▶ _Exercise_: Leave every picture out and write out the records below exactly.

━━━ Given records

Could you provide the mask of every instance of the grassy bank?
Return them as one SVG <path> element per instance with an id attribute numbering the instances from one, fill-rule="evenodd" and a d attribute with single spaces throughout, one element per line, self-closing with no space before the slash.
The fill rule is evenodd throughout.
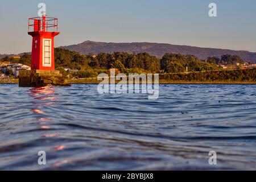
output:
<path id="1" fill-rule="evenodd" d="M 67 80 L 68 84 L 97 84 L 101 81 L 97 81 L 95 78 L 76 78 Z M 118 81 L 116 81 L 118 83 Z M 0 80 L 0 84 L 18 84 L 18 79 L 13 79 L 9 80 Z M 256 81 L 185 81 L 185 80 L 160 80 L 159 84 L 255 84 Z"/>

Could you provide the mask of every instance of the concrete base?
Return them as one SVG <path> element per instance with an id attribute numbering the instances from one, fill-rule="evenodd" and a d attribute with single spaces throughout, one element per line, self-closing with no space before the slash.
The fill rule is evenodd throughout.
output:
<path id="1" fill-rule="evenodd" d="M 26 70 L 19 75 L 19 86 L 46 86 L 48 84 L 57 86 L 70 86 L 59 71 Z"/>

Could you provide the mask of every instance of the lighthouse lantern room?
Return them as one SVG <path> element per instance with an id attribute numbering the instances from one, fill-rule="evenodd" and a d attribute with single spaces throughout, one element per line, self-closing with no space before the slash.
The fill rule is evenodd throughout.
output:
<path id="1" fill-rule="evenodd" d="M 28 19 L 28 35 L 32 36 L 31 69 L 54 70 L 54 38 L 58 35 L 58 19 L 42 17 Z"/>

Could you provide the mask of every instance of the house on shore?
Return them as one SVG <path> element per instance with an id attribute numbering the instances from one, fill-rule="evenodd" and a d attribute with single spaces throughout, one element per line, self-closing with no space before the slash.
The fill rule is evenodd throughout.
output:
<path id="1" fill-rule="evenodd" d="M 15 77 L 18 77 L 19 75 L 19 72 L 22 70 L 30 70 L 30 67 L 23 65 L 21 64 L 9 64 L 6 65 L 2 65 L 1 67 L 1 71 L 3 73 L 6 73 L 7 70 L 11 70 L 13 75 Z"/>

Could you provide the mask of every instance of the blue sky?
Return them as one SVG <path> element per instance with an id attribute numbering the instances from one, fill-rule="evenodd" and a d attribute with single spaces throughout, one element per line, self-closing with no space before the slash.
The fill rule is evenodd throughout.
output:
<path id="1" fill-rule="evenodd" d="M 148 42 L 256 52 L 255 0 L 1 0 L 0 53 L 30 51 L 38 3 L 59 19 L 55 46 Z M 208 16 L 215 2 L 217 17 Z"/>

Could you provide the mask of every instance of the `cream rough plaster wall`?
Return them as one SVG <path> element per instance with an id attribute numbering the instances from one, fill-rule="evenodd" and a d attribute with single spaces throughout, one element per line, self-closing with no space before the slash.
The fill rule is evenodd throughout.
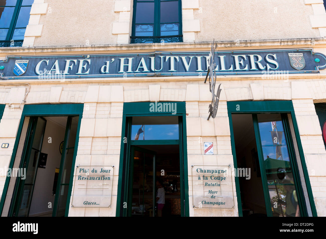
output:
<path id="1" fill-rule="evenodd" d="M 42 35 L 35 38 L 34 46 L 116 44 L 117 35 L 112 34 L 119 16 L 114 11 L 114 0 L 44 2 L 48 10 L 41 16 Z"/>
<path id="2" fill-rule="evenodd" d="M 320 37 L 304 0 L 199 0 L 199 7 L 194 11 L 200 22 L 197 42 Z"/>
<path id="3" fill-rule="evenodd" d="M 186 101 L 188 114 L 186 120 L 188 184 L 191 189 L 191 165 L 230 164 L 233 166 L 227 101 L 271 100 L 292 100 L 318 215 L 326 216 L 324 199 L 326 173 L 323 170 L 324 167 L 320 166 L 324 164 L 323 159 L 326 158 L 326 152 L 313 106 L 314 102 L 326 102 L 324 78 L 320 79 L 316 75 L 316 79 L 263 79 L 257 77 L 245 79 L 235 77 L 232 80 L 219 79 L 224 94 L 221 95 L 217 116 L 208 121 L 207 109 L 211 100 L 208 84 L 204 85 L 203 80 L 198 78 L 180 81 L 172 77 L 169 77 L 168 81 L 164 77 L 155 78 L 151 78 L 149 82 L 130 80 L 123 84 L 112 82 L 107 79 L 102 79 L 101 83 L 82 81 L 74 83 L 69 80 L 67 82 L 58 81 L 47 84 L 31 83 L 26 104 L 84 103 L 76 165 L 115 166 L 111 208 L 70 208 L 69 216 L 115 215 L 124 102 Z M 139 78 L 137 79 L 139 80 Z M 17 104 L 21 102 L 25 91 L 22 86 L 0 85 L 0 103 L 6 104 L 6 109 L 11 103 Z M 8 108 L 5 111 L 0 128 L 6 130 L 1 131 L 3 133 L 0 134 L 0 142 L 7 141 L 12 145 L 21 111 L 18 109 L 11 111 Z M 15 119 L 16 121 L 14 120 Z M 307 124 L 307 121 L 312 124 Z M 9 124 L 12 126 L 8 127 Z M 215 144 L 215 154 L 214 155 L 204 155 L 202 142 L 208 140 Z M 1 166 L 8 164 L 11 150 L 12 149 L 4 151 L 2 149 L 0 151 L 0 155 L 6 159 L 2 161 L 4 165 Z M 0 191 L 2 191 L 4 181 L 3 178 L 1 179 Z M 234 178 L 232 179 L 234 182 Z M 234 209 L 208 209 L 192 207 L 192 192 L 190 190 L 190 215 L 237 216 L 234 186 L 233 193 Z"/>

━━━━━━

▶ _Response below_:
Could you provide the mask of every instance of the grassy bank?
Return them as one SVG <path> element per instance with an id attribute numbering the instances from one, fill-rule="evenodd" and a d attribute with single spaces throughout, one element per line, self-closing with no space before the slash.
The fill rule is evenodd throughout.
output:
<path id="1" fill-rule="evenodd" d="M 67 80 L 68 84 L 97 84 L 101 81 L 97 81 L 95 78 L 76 78 Z M 118 81 L 116 81 L 118 83 Z M 0 80 L 0 84 L 18 84 L 18 79 L 13 79 L 9 80 Z M 256 81 L 185 81 L 185 80 L 160 80 L 159 84 L 255 84 Z"/>

Could you provide the mask of every instance of the concrete base?
Return them as one SVG <path> element per instance with an id attribute numbering the instances from one, fill-rule="evenodd" and a d attribute with single spaces throughout, one element per line, self-closing with no space before the slash.
The fill rule is evenodd throughout.
output:
<path id="1" fill-rule="evenodd" d="M 26 70 L 19 75 L 19 86 L 46 86 L 48 84 L 57 86 L 70 86 L 59 71 Z"/>

Could you provide the mask of every instance of the lighthouse lantern room?
Return them as one SVG <path> element per instance with an id attribute numbering the instances from one, fill-rule="evenodd" and a d attribute with single spaces throughout, one element per line, self-closing with no space before the slash.
The fill rule is evenodd throughout.
output:
<path id="1" fill-rule="evenodd" d="M 28 19 L 28 35 L 32 36 L 31 69 L 54 70 L 54 38 L 58 35 L 58 19 L 42 17 Z"/>

Could you provide the mask of every instance of the house on shore?
Return them as one SVG <path> element per instance with an id attribute numbering the instances from one, fill-rule="evenodd" and a d attribute with single spaces throughout, one element per line, self-closing with no space before the slash.
The fill rule is evenodd throughout.
output:
<path id="1" fill-rule="evenodd" d="M 15 77 L 18 77 L 19 75 L 19 72 L 22 70 L 30 70 L 30 67 L 23 65 L 21 64 L 9 64 L 6 65 L 2 65 L 1 67 L 1 71 L 3 73 L 6 73 L 7 70 L 11 70 L 13 75 Z"/>

Could you provide the mask of every instance of the blue sky?
Return them as one SVG <path> element per instance with an id attribute numbering the instances from one, fill-rule="evenodd" and a d attribute with single spaces throughout, one element per line, self-closing with no space before the slash.
The fill rule is evenodd throughout.
output:
<path id="1" fill-rule="evenodd" d="M 148 42 L 256 52 L 255 0 L 1 0 L 0 53 L 30 51 L 38 3 L 59 19 L 55 46 Z M 208 16 L 215 2 L 217 17 Z"/>

Could you provide the mask of every instance of the `cream rough plaster wall`?
Return them as one SVG <path> element per instance with an id attribute numbering the instances from one, fill-rule="evenodd" and a d attribute with single spaces throughout, one element per line, self-closing with no space before the slash.
The fill rule is evenodd throughout.
output:
<path id="1" fill-rule="evenodd" d="M 42 35 L 35 38 L 34 46 L 116 44 L 117 35 L 112 34 L 119 16 L 114 11 L 114 0 L 44 2 L 48 10 L 41 16 Z"/>
<path id="2" fill-rule="evenodd" d="M 320 37 L 304 0 L 199 0 L 199 7 L 194 11 L 200 22 L 197 42 Z"/>
<path id="3" fill-rule="evenodd" d="M 186 101 L 188 114 L 186 120 L 188 184 L 191 189 L 191 165 L 230 164 L 233 166 L 227 101 L 271 100 L 292 100 L 318 215 L 326 216 L 324 199 L 326 173 L 323 170 L 324 167 L 320 166 L 324 164 L 323 159 L 326 158 L 326 152 L 313 106 L 314 102 L 326 102 L 324 78 L 320 79 L 316 75 L 316 79 L 263 79 L 257 77 L 245 79 L 235 77 L 232 80 L 219 79 L 224 94 L 221 95 L 217 116 L 208 121 L 207 109 L 211 100 L 208 84 L 204 85 L 203 80 L 198 78 L 180 81 L 172 77 L 169 77 L 168 81 L 164 77 L 155 78 L 151 78 L 149 82 L 130 80 L 123 84 L 112 82 L 107 79 L 102 79 L 101 83 L 82 81 L 74 83 L 69 80 L 67 82 L 58 81 L 47 84 L 31 83 L 26 104 L 84 103 L 76 165 L 115 166 L 111 208 L 70 208 L 69 216 L 115 215 L 124 102 Z M 139 78 L 137 79 L 139 80 Z M 17 104 L 21 102 L 25 91 L 22 86 L 0 85 L 0 103 L 6 104 L 6 109 L 11 103 Z M 8 108 L 5 111 L 0 128 L 6 130 L 1 131 L 3 133 L 0 134 L 0 142 L 7 141 L 12 145 L 21 111 L 18 109 L 11 111 Z M 15 119 L 16 121 L 14 120 Z M 307 124 L 307 121 L 312 124 Z M 9 124 L 12 126 L 8 127 Z M 215 144 L 215 154 L 214 155 L 204 155 L 202 142 L 208 140 Z M 1 166 L 8 164 L 11 150 L 12 149 L 4 151 L 2 149 L 0 151 L 0 155 L 6 159 L 2 161 L 4 165 Z M 0 191 L 2 191 L 4 181 L 3 178 L 1 179 Z M 234 178 L 232 179 L 234 182 Z M 234 209 L 208 209 L 192 207 L 192 192 L 190 190 L 190 215 L 237 216 L 234 186 L 233 193 Z"/>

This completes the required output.